--- THE REQUEST ---
Reproduce, word for word, the stretch of the passage on Indian spin bowling from "Starting with the" through "produced quality spinners.".

--- SELECTION ---

In addition, physical requirements to become genuine fast bowlers do not match well with an average Indian physique, though there are some exceptions.
Starting with the likes of Ghulam Ahmed, Lala Amarnath, Bapu Nadkarni, Vinoo Mankad and Subhash Gupte to the present generation comprising Ravichandran Ashwin, Ravindra Jadeja, Jayanth Yadav and Amit Mishra, India has produced quality spinners.
Many spinners of world fame have come and gone in between. India’s coach, leg spinner, Anil Kumble is the highest wicket taker for India in test cricket. Spin has been India’s forte and for too long we have depended on spin to win matches for us: and the tweaker’s have not let us down. Our emphasis on spin has been so much that there were occasions when a spinner has opened the bowling or came on to bowl in the 3 or 4th over of a test match. If Roberts, Holding, Garner, Croft were a feared quartet, the quartet of Bedi, Chandra, Prasanna and Venkat was a threat of a different kind.
The breeding ground for India’s spinners has been domestic cricket. While the spinners grew from strength to strength the Indian batsmen also became adept at playing spin bowling with the kind of exposure they got day in and day out. Across generations in test cricket, spinners from other test playing nations have not posed any serious threat to Indian batsmen barring the likes of Shane Warne, Dereck Underwood, Saqlain Mustaq or a Muthaiah Muralidharan- their nemesis has always been the fast bowlers in overseas conditions. But, fast bowlers from teams visiting India also, have not posed a serious threat because of the placidity of wickets and unfavorable conditions in the sub-continent and also, this makes the Indian team a formidable opponent in their own backyard. It was so till recently, but of late the Indian batsmen not in the same comfort zone against some quality spin bowling by the visiting teams?

--- DATA EXTRACT ---

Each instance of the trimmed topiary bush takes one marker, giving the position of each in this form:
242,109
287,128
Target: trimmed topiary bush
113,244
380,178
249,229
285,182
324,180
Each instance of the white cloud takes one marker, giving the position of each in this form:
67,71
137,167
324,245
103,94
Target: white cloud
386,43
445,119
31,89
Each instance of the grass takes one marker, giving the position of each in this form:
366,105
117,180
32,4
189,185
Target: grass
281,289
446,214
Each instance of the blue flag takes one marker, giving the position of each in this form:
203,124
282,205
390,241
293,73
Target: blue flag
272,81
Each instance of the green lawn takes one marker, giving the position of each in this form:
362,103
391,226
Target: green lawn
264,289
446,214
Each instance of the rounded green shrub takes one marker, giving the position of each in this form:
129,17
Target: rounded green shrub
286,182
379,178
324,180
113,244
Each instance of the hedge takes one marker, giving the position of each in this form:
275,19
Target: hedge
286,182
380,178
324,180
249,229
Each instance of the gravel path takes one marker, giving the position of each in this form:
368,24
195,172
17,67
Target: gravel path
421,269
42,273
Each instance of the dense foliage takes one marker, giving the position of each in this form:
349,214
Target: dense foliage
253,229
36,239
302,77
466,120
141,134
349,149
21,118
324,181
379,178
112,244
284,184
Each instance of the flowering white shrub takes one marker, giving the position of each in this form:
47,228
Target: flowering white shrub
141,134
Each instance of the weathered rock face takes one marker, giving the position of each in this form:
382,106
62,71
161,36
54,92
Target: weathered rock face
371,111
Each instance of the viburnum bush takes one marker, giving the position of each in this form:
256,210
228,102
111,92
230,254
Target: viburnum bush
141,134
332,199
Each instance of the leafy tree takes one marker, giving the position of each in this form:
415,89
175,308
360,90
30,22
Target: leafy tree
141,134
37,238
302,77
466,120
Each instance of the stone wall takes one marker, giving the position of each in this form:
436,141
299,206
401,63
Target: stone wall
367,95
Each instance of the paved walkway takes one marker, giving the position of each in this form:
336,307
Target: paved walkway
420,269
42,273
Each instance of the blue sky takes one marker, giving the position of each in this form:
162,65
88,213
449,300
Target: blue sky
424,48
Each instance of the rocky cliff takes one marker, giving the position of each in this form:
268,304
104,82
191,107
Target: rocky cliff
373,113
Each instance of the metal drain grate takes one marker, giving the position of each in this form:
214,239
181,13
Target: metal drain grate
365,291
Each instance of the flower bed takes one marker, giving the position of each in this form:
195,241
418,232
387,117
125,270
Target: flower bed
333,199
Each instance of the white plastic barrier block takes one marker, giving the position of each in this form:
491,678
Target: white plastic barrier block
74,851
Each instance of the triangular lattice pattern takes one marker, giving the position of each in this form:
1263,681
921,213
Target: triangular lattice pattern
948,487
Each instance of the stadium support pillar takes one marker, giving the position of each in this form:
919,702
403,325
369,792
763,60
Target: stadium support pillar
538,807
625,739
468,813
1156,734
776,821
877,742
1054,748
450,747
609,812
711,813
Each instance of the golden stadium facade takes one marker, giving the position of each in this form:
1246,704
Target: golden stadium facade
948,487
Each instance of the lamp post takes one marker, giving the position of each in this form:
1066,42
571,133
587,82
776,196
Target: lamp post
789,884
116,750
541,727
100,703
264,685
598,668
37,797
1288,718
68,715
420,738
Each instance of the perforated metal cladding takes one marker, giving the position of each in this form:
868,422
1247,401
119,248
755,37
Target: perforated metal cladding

--- RESULT OF THE TASK ---
Starting with the likes of Ghulam Ahmed, Lala Amarnath, Bapu Nadkarni, Vinoo Mankad and Subhash Gupte to the present generation comprising Ravichandran Ashwin, Ravindra Jadeja, Jayanth Yadav and Amit Mishra, India has produced quality spinners.